# [Action item]
Set down each entry from the block beneath, exactly as written.

▬▬▬▬▬▬▬▬▬▬

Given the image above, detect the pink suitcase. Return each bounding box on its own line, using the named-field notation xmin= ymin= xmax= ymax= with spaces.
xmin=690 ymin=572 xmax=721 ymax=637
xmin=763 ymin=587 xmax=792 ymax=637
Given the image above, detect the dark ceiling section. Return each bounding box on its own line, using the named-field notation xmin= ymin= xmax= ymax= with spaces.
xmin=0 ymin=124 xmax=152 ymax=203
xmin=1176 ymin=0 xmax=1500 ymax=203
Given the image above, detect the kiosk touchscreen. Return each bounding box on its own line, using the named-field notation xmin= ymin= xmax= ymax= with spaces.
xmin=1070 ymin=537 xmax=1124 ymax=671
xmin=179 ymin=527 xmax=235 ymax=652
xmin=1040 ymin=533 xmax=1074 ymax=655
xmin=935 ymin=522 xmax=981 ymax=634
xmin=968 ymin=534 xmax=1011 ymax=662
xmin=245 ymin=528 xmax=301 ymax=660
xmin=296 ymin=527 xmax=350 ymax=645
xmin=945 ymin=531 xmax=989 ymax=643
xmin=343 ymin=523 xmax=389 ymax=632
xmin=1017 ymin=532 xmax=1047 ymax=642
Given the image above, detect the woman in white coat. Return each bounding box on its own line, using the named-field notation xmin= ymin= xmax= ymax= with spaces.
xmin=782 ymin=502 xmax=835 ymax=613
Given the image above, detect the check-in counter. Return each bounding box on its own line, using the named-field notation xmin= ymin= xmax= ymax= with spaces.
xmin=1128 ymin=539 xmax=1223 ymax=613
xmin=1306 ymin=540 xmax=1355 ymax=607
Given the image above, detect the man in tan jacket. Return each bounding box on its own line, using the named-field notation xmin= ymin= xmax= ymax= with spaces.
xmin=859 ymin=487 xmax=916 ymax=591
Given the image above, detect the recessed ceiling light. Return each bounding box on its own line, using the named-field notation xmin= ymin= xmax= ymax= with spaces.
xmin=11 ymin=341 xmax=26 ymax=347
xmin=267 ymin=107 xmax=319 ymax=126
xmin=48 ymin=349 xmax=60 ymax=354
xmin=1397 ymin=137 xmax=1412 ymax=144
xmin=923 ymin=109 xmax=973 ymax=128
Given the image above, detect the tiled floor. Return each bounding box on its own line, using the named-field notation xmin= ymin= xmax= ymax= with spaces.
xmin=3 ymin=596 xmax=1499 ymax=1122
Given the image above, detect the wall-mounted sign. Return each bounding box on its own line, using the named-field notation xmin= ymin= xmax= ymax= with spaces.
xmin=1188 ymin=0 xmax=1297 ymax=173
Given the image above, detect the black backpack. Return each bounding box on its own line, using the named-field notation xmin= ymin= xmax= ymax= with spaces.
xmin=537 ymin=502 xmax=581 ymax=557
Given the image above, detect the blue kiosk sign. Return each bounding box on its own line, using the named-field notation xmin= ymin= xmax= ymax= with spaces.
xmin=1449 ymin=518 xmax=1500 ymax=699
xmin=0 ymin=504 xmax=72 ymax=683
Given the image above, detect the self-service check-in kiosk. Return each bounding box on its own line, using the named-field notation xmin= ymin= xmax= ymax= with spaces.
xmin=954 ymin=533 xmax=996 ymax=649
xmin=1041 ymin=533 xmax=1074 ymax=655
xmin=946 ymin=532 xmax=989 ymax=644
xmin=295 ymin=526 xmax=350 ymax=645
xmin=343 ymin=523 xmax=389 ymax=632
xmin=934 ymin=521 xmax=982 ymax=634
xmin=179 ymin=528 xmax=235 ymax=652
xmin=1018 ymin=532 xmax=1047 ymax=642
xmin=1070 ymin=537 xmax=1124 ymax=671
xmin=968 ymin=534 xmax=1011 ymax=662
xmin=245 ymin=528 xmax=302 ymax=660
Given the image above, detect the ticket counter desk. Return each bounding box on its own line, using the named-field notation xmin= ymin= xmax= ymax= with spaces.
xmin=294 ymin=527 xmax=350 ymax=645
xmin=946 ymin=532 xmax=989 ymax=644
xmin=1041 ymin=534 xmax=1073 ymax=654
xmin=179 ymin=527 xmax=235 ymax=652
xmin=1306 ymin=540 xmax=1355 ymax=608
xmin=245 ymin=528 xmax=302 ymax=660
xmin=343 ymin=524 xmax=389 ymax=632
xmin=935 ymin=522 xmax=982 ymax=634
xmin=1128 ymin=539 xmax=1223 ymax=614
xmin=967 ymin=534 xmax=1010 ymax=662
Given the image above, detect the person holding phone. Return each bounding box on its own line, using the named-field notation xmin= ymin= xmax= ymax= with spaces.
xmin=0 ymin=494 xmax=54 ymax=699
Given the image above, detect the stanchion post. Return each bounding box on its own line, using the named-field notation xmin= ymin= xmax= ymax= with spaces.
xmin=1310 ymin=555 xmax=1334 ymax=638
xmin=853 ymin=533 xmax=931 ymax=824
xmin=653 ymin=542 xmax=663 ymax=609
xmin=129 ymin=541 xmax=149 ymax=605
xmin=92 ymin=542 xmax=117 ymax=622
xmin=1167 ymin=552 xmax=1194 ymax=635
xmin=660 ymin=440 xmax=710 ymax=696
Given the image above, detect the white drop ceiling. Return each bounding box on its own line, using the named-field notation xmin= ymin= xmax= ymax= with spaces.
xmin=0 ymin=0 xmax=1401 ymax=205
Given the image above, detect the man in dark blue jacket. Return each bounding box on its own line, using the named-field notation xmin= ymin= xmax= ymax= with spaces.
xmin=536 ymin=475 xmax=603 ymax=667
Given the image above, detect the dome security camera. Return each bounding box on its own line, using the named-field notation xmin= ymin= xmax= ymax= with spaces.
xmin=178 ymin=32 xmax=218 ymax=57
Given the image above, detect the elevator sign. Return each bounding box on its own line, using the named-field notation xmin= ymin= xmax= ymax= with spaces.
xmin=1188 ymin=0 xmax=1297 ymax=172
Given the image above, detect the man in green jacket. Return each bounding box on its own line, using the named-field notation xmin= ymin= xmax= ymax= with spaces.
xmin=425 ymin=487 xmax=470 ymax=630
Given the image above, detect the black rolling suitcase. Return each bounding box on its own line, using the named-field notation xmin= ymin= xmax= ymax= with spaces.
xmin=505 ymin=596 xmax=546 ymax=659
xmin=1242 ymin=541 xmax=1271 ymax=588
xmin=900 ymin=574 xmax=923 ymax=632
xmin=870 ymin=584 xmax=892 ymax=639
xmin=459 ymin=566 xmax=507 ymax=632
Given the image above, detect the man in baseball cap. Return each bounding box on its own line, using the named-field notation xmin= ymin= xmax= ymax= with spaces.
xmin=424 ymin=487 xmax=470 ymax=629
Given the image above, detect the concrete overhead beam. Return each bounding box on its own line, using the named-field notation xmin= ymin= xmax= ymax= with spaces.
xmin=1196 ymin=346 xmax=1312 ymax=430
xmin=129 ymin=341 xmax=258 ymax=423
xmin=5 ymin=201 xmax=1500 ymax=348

▬▬▬▬▬▬▬▬▬▬

# [Exercise response]
Given the image above, detect the pink suitcase. Return each bounding box on its own line, using the named-field notation xmin= ymin= xmax= ymax= with spaces.
xmin=690 ymin=572 xmax=721 ymax=637
xmin=763 ymin=587 xmax=792 ymax=637
Given the image above, detect the dark ceiling section. Return each bounding box on its own line, using the named-field notation xmin= ymin= xmax= ymax= with spaces.
xmin=0 ymin=124 xmax=152 ymax=203
xmin=1176 ymin=0 xmax=1500 ymax=203
Given the image above, detect the kiosk touchscreen. Return each bounding box on its own line, using the named-field notation xmin= ymin= xmax= ymax= with spaces.
xmin=1070 ymin=537 xmax=1124 ymax=671
xmin=179 ymin=527 xmax=235 ymax=652
xmin=1040 ymin=533 xmax=1074 ymax=655
xmin=935 ymin=522 xmax=981 ymax=634
xmin=968 ymin=534 xmax=1011 ymax=662
xmin=245 ymin=528 xmax=301 ymax=660
xmin=296 ymin=527 xmax=350 ymax=645
xmin=945 ymin=531 xmax=989 ymax=643
xmin=343 ymin=523 xmax=389 ymax=632
xmin=1017 ymin=532 xmax=1047 ymax=642
Given the image above, detect the woman in white coat. Return each bounding box on its own line, using the named-field notation xmin= ymin= xmax= ymax= with spaces.
xmin=782 ymin=502 xmax=835 ymax=613
Given the image above, detect the check-in counter. Return each bounding box on its own line, using the named-field notation xmin= ymin= xmax= ymax= with spaces.
xmin=1128 ymin=539 xmax=1223 ymax=613
xmin=1306 ymin=540 xmax=1355 ymax=607
Given the image above, detect the man in tan jacket. Return each bounding box on its own line, using the named-field notation xmin= ymin= xmax= ymax= with spaces.
xmin=859 ymin=487 xmax=916 ymax=591
Given the image above, detect the recessed ceiling light. Return each bounding box on its own line, using the named-field notation xmin= ymin= xmax= ymax= with spaces.
xmin=11 ymin=341 xmax=26 ymax=347
xmin=267 ymin=107 xmax=319 ymax=126
xmin=48 ymin=349 xmax=60 ymax=354
xmin=1397 ymin=137 xmax=1412 ymax=144
xmin=923 ymin=109 xmax=973 ymax=128
Given the image above, detect the tiled floor. Return each bounding box on its own line, using the named-field notation xmin= ymin= xmax= ymax= with spaces.
xmin=3 ymin=596 xmax=1499 ymax=1122
Given the image above, detect the wall-mounted sign. Return each bounding box on its own line, using the named-field notation xmin= ymin= xmax= ymax= with spaces.
xmin=1188 ymin=0 xmax=1297 ymax=173
Given the image above, detect the black backpack. Return each bounding box on its own line, using the named-field notation xmin= ymin= xmax= ymax= with spaces.
xmin=537 ymin=502 xmax=581 ymax=557
Given the image above, detect the blue kiosk sign. Return each bounding box on its own line, using the named-field notation xmin= ymin= xmax= ymax= with spaces.
xmin=1449 ymin=518 xmax=1500 ymax=699
xmin=0 ymin=504 xmax=72 ymax=683
Given the image above, detect the self-service check-in kiosk. Return each bounding box on its own line, using the named-field notation xmin= ymin= xmax= ymax= with spaces.
xmin=954 ymin=533 xmax=996 ymax=649
xmin=1041 ymin=533 xmax=1074 ymax=655
xmin=946 ymin=532 xmax=989 ymax=644
xmin=295 ymin=526 xmax=350 ymax=645
xmin=343 ymin=523 xmax=389 ymax=632
xmin=934 ymin=521 xmax=982 ymax=634
xmin=179 ymin=528 xmax=235 ymax=652
xmin=1018 ymin=532 xmax=1047 ymax=642
xmin=1070 ymin=537 xmax=1124 ymax=671
xmin=968 ymin=534 xmax=1011 ymax=662
xmin=245 ymin=528 xmax=302 ymax=660
Given the image above, detect the ticket counter desk. Return each bounding box on its own line, using the named-field notation xmin= ymin= xmax= ymax= with spaces.
xmin=294 ymin=527 xmax=350 ymax=645
xmin=946 ymin=532 xmax=989 ymax=644
xmin=1041 ymin=534 xmax=1073 ymax=654
xmin=179 ymin=527 xmax=235 ymax=652
xmin=1306 ymin=540 xmax=1355 ymax=608
xmin=245 ymin=528 xmax=302 ymax=660
xmin=343 ymin=524 xmax=389 ymax=632
xmin=935 ymin=522 xmax=982 ymax=634
xmin=1128 ymin=539 xmax=1223 ymax=614
xmin=967 ymin=534 xmax=1010 ymax=662
Given the image above, detect the person holding phone. Return each bounding box on its own line, using the named-field notation xmin= ymin= xmax= ymax= with spaces.
xmin=0 ymin=494 xmax=54 ymax=699
Given the image above, detect the stanchion post. Return each bounding box on its own line, using the named-field notation xmin= ymin= xmax= ymax= with spaces.
xmin=1310 ymin=555 xmax=1334 ymax=638
xmin=853 ymin=533 xmax=931 ymax=824
xmin=653 ymin=542 xmax=663 ymax=609
xmin=129 ymin=541 xmax=149 ymax=605
xmin=92 ymin=542 xmax=117 ymax=622
xmin=1167 ymin=552 xmax=1194 ymax=635
xmin=660 ymin=440 xmax=710 ymax=696
Given the image above, detect the white drop ceiling. Return each bounding box on its own line, using the named-field notation xmin= ymin= xmax= ymax= with spaces.
xmin=0 ymin=0 xmax=1401 ymax=205
Given the image above, detect the man in dark blue jacket. Return each bounding box on its own line, using the named-field notation xmin= ymin= xmax= ymax= with spaces.
xmin=536 ymin=475 xmax=603 ymax=667
Given the image above, detect the dome security camera. Return each bounding box on its own line, using the named-field notation xmin= ymin= xmax= ymax= with spaces.
xmin=178 ymin=32 xmax=218 ymax=57
Given the image above, detect the elevator sign. Return each bounding box on its own line, using the named-field notation xmin= ymin= xmax= ymax= with spaces.
xmin=1188 ymin=0 xmax=1297 ymax=172
Given the image above, detect the man in green jacket. Return each bounding box on its own line, using the named-field notation xmin= ymin= xmax= ymax= with spaces.
xmin=425 ymin=487 xmax=470 ymax=630
Given the image above, detect the black rolling suitcase. Return each bounding box on its own line, using the named-field notation xmin= ymin= xmax= ymax= with spaces.
xmin=505 ymin=596 xmax=546 ymax=659
xmin=1242 ymin=541 xmax=1271 ymax=588
xmin=900 ymin=574 xmax=923 ymax=632
xmin=870 ymin=584 xmax=892 ymax=639
xmin=459 ymin=566 xmax=507 ymax=632
Given the image above, detect the man in baseball cap. Return each bounding box on its own line, using the named-field notation xmin= ymin= xmax= ymax= with spaces.
xmin=424 ymin=487 xmax=470 ymax=629
Given the image above, detect the concrete overhead beam. Return each bounding box on its own line, using the named-field notation xmin= ymin= xmax= ymax= with spaces.
xmin=1196 ymin=346 xmax=1312 ymax=430
xmin=129 ymin=341 xmax=258 ymax=423
xmin=5 ymin=201 xmax=1500 ymax=348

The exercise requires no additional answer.